TEXT EXCERPT:
■ ■ ■ ■ ■

WASHINGTON -- U.S. airlines could be on the front lines in a bird flu outbreak, and federal health officials are streamlining procedures for the possible quarantine of sick passengers.

But some airline workers and health experts see shortfalls in planning and recommend additional steps they say could save lives and help a financially fragile industry fly through a potential nightmare.

The Bush administration hopes quick action can contain any U.S. outbreak and has not ruled out travel restrictions.

Federal health officials have authority to detain or isolate any airline passenger suspected of harboring the avian flu virus, which scientists fear could mutate to leap from person to person and quickly spread globally.

■ ■ ■ ■ ■

WHAT YOU WILL DO:
A: Could you return the passage of the bird flu article that begins at the words "WASHINGTON -- U.S." and stops after "of sick passengers.", copied word for word?
B: Could you resume the news report on airlines and bird flu, picking up right after its last sentence?

■ ■ ■ ■ ■

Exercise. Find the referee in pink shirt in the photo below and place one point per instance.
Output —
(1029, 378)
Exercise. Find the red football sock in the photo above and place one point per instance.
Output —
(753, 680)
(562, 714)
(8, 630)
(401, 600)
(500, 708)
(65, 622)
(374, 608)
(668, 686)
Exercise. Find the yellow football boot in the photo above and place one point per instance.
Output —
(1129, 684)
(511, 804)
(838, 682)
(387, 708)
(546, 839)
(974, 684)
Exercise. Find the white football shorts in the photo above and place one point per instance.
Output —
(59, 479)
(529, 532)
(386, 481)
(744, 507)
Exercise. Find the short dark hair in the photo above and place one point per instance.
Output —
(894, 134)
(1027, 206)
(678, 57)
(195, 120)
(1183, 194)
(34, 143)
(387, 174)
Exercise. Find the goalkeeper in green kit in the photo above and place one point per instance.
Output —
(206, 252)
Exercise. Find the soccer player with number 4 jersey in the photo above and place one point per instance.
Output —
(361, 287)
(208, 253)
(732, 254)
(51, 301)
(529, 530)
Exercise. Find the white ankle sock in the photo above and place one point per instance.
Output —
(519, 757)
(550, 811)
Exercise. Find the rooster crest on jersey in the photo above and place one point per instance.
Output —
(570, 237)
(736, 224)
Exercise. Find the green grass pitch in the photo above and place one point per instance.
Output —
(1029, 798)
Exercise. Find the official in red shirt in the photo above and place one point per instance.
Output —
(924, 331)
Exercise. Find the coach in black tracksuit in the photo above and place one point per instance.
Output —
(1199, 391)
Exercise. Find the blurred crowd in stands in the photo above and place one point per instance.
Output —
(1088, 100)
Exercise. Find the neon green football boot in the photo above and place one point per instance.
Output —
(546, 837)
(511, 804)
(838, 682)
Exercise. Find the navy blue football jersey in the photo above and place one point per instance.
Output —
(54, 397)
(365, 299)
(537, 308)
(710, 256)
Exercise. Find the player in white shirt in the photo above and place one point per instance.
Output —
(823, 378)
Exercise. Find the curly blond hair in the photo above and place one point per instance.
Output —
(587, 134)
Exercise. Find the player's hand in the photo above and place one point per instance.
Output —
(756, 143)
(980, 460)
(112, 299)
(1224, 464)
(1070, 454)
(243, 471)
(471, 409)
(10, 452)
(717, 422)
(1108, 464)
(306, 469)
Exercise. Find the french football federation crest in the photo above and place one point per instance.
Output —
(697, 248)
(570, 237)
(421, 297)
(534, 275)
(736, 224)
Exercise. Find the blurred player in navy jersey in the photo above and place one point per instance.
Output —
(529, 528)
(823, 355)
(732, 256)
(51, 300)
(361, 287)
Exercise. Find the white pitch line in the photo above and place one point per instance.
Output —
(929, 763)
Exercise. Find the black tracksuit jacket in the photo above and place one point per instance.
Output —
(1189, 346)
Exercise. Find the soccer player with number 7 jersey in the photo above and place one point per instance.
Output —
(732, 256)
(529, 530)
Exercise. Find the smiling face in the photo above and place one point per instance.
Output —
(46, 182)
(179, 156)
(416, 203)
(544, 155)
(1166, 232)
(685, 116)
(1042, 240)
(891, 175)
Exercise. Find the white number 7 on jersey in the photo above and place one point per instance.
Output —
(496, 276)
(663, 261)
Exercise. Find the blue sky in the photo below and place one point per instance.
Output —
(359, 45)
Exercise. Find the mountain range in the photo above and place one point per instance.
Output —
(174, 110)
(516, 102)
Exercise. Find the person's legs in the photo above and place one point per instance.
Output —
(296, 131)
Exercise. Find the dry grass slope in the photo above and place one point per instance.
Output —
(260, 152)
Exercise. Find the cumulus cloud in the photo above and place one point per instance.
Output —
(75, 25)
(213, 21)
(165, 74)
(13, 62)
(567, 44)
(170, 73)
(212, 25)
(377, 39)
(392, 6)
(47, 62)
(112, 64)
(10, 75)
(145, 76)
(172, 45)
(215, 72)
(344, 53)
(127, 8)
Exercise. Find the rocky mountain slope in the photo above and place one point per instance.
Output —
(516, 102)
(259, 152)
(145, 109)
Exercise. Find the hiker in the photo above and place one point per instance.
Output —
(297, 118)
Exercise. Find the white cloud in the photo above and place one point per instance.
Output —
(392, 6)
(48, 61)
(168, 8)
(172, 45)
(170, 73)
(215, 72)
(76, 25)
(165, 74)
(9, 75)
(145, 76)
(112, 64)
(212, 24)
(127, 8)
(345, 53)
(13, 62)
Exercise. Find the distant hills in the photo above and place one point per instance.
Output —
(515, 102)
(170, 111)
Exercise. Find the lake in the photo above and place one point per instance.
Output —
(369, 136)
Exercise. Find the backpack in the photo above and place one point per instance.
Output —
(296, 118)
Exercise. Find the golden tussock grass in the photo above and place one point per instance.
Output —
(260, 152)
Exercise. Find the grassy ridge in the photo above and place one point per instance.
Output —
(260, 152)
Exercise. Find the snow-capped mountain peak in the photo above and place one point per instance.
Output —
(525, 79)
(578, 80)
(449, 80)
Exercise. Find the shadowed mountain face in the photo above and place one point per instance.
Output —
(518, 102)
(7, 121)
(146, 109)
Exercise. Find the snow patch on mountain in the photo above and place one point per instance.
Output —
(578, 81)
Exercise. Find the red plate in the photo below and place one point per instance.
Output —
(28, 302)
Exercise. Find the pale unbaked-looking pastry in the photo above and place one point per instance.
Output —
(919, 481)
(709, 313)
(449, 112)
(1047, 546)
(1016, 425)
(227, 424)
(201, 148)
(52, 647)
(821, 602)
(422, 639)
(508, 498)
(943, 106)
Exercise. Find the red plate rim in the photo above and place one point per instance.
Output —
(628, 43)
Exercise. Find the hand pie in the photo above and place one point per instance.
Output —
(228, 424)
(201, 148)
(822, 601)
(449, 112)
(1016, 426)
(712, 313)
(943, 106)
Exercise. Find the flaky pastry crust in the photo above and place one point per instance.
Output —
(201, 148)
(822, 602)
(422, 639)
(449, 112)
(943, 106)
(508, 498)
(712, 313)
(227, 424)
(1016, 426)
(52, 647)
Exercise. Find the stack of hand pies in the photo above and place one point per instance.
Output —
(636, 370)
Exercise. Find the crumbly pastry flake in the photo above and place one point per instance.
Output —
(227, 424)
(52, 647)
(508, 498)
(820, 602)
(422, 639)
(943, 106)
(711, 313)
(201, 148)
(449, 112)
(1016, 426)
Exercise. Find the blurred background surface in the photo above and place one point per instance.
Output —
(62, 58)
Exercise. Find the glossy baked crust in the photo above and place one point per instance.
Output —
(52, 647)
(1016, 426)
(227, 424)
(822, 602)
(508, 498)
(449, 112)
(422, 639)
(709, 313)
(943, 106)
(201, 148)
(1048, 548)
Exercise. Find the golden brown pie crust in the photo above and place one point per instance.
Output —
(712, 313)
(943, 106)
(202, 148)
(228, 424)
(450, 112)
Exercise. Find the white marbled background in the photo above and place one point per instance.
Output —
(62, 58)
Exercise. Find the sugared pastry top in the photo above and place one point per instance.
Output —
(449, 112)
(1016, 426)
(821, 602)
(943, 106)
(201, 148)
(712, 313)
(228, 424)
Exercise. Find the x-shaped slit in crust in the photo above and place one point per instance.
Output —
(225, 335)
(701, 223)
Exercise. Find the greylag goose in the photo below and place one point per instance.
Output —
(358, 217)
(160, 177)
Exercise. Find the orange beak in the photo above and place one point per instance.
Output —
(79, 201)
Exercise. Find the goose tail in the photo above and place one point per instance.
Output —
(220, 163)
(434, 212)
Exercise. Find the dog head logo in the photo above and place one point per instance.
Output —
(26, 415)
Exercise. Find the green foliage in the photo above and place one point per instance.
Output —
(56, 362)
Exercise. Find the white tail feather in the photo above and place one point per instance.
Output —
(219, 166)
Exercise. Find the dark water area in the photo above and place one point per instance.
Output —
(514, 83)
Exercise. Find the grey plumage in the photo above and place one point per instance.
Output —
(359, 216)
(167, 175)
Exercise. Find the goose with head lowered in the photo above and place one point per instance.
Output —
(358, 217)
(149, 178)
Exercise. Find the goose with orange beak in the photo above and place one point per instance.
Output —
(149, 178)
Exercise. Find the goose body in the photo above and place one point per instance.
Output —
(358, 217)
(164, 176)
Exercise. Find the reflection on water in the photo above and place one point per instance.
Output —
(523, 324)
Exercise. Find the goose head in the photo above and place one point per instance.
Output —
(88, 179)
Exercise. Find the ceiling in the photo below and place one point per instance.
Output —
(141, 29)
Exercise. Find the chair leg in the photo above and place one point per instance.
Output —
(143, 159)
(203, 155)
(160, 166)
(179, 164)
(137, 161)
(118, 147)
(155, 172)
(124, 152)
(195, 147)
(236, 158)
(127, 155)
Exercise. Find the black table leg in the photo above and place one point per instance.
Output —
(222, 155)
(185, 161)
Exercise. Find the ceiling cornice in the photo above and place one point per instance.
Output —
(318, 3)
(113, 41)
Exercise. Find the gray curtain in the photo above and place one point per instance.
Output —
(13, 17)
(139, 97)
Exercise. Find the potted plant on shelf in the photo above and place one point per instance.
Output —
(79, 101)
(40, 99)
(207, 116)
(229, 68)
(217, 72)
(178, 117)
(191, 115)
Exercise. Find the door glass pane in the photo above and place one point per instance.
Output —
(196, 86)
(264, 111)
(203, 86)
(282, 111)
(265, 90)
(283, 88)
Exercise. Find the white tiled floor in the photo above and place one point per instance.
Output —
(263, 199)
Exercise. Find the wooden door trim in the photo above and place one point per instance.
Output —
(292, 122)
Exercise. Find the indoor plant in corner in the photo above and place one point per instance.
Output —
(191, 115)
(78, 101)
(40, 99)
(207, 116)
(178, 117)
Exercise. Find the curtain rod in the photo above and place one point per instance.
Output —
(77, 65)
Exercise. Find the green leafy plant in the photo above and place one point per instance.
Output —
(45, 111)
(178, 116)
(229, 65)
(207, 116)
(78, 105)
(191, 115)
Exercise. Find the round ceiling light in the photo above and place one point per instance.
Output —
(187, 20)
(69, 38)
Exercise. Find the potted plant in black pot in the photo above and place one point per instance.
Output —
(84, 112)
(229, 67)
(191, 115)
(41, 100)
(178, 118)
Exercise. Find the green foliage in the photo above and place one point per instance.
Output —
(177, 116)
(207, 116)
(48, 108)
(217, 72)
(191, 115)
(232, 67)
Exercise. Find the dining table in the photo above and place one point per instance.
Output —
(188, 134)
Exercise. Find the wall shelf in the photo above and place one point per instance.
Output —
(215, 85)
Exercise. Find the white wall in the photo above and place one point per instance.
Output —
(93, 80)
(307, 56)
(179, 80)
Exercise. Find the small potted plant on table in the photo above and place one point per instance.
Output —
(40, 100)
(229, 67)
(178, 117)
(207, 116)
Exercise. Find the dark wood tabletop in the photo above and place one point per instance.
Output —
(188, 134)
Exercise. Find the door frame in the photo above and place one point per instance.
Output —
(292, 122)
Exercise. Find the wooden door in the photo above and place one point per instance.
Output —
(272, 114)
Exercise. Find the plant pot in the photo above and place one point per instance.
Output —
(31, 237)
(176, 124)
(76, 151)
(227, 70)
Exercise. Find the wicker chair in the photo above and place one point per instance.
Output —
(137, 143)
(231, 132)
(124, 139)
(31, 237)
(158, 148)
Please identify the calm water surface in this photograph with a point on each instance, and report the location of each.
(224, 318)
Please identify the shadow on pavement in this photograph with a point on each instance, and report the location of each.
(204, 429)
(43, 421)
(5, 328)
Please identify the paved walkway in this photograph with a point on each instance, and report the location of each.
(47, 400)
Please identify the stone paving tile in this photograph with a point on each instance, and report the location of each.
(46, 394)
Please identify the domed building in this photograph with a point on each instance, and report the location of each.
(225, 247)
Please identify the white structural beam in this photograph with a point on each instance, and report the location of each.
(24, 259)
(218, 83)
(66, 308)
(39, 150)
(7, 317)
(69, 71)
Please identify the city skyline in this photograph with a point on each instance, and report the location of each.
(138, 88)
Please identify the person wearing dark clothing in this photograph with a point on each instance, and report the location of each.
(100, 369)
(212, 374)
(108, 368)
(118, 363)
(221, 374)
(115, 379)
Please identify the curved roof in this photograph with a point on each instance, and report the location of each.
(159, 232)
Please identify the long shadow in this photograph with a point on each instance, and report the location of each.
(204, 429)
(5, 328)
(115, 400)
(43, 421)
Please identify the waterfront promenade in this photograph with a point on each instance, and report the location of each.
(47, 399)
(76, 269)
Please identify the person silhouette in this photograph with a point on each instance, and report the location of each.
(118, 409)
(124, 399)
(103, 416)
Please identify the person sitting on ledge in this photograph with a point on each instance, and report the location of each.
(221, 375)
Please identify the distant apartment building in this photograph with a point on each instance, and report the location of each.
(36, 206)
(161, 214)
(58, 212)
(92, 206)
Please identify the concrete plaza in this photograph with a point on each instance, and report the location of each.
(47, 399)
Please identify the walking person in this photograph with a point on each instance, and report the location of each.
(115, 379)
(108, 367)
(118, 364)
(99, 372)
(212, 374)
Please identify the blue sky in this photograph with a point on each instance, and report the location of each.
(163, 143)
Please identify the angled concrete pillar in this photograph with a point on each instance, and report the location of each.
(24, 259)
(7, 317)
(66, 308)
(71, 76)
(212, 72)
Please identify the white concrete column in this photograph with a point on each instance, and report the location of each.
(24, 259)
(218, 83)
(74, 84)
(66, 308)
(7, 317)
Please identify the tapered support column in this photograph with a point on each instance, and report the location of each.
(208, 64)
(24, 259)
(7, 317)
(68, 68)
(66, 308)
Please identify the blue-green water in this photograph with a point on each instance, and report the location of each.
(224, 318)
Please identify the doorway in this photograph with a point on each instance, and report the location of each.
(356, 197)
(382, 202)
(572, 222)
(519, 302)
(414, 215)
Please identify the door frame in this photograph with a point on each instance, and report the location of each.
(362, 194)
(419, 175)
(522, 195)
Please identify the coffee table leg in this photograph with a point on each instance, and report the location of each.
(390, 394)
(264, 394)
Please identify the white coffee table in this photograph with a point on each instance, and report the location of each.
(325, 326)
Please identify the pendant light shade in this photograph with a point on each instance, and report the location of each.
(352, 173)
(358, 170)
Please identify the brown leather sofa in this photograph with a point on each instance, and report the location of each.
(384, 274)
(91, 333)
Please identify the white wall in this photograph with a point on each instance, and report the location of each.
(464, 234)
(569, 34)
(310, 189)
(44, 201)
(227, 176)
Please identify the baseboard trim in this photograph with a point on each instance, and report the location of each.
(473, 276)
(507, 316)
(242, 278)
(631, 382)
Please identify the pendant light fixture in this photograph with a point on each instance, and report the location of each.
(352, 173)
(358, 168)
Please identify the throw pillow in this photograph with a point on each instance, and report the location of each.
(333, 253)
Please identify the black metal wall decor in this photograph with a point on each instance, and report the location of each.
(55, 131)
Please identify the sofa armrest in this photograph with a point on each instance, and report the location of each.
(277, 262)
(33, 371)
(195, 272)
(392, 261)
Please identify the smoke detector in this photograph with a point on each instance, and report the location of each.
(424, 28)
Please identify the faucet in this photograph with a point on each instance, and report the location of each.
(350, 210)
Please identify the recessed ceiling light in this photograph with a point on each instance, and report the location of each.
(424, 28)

■ ■ ■ ■ ■

ANSWERS FOR THE EXERCISE:
A:
WASHINGTON -- U.S. airlines could be on the front lines in a bird flu outbreak, and federal health officials are streamlining procedures for the possible quarantine of sick passengers.

B:
The H5N1 virus is entrenched in poultry flocks in much of Asia. It has infected more than 120 people, killing at least 64 people in Indonesia, Vietnam, Thailand and Cambodia in two years. Last week, the first cases of human bird flu of this strain were reported in China.

Air travel was crucial in spreading the deadly Severe Acute Respiratory Syndrome, or SARS, virus around Asia and to Canada in 2003. SARS ended up killing about 800 people globally before it was contained. SARS was harder to catch than the flu and, unlike influenza, only spread after patients began showing symptoms, but airlines and health officials are basing some bird flu preparations on the SARS experience.